# [提示文]
永澤陽一のファッション哲学と創造の軌跡。貴重な初期コレクションが集結【神戸ファッション美術館】

神戸ファッション美術館にて、特別展「Beyond Creation ― 永澤陽一の創造と革新」が開催中です。

1980年代より独自の発想力と素材づかいで、時代の先端に挑み続けたファッションデザイナー・永澤陽一。

彼の想像力の源泉に迫る本展では、貴重な初期コレクションを一挙公開!
ファッションやデザイン好き必見の展覧会です。

時代の先端に挑み続けた
ファッションデザイナー・永澤陽一

特別展「Beyond Creation ― 永澤陽一の創造と革新」展示風景

1980年代より、ファッションのさまざまな分野で活躍の場を広げた永澤陽一。

「AEON」「無印良品」「ニューバランス」などの服飾を手がけ、「東京メトロ」などの制服も多数デザインしました。

1987年には、ファッションデザイナー・熊谷登喜夫(1947-87)のブランド「TOKIO KUMAGAI」のチーフデザイナーに就任。

靴のデザインやレディース全般、メンズカットソー、アクセサリーなどを担当しました。

# [記録データ]

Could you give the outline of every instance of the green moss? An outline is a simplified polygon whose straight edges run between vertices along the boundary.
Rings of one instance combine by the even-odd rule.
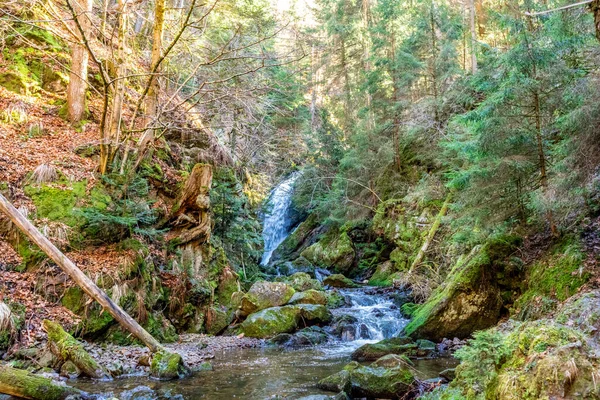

# [必須課題 1]
永澤陽一に関する文章によると、「TOKIO KUMAGAI」で永澤陽一が担当したものは何ですか?すべて挙げてください。
# [必須課題 2]
永澤陽一に関する文章の最後の文「靴のデザインやレディース全般、メンズカットソー、アクセサリーなどを担当しました。」に続けて、その先を書き継いでもらえますか?

# [課題の解答 1]
靴のデザイン、レディース全般、メンズカットソー、アクセサリー

# [課題の解答 2]
永澤陽一「乾いた風に花が咲いたよ」2003年春夏コレクションより 神戸ファッション美術館所蔵

1991年、パリから帰国したのちに独立し、自身のブランド「YOICHI NAGASAWA」で東京コレクションやパリコレクションに参加。

現在は、金沢美術工芸大学名誉客員教授、国際ファッション専門職大学教授・学部長として、後進の育成にも力を注いでいます。

特別展「Beyond Creation ― 永澤陽一の創造と革新」展示風景

本展では、洋服170点以上、マネキン130体以上を展示しています。

高度なパターン技術とプリント技術によって、定番のギンガムチェックや花柄を未来的なデザインに再編集したコレクションを紹介。

また、パリの蚤の市で出会った銀のスプーンをヒントにノスタルジックな「過去の美」として表現した作品などが並びます。

永澤陽一の創造の軌跡を辿る華やかな会場は、まるでランウェイのような美しさです。

7つのテーマで捉える
「思考するデザイン」としての衣服

特別展「Beyond Creation ― 永澤陽一の創造と革新」展示風景

急速なデジタル技術の発展により、AIがデザインを学ぶ現代。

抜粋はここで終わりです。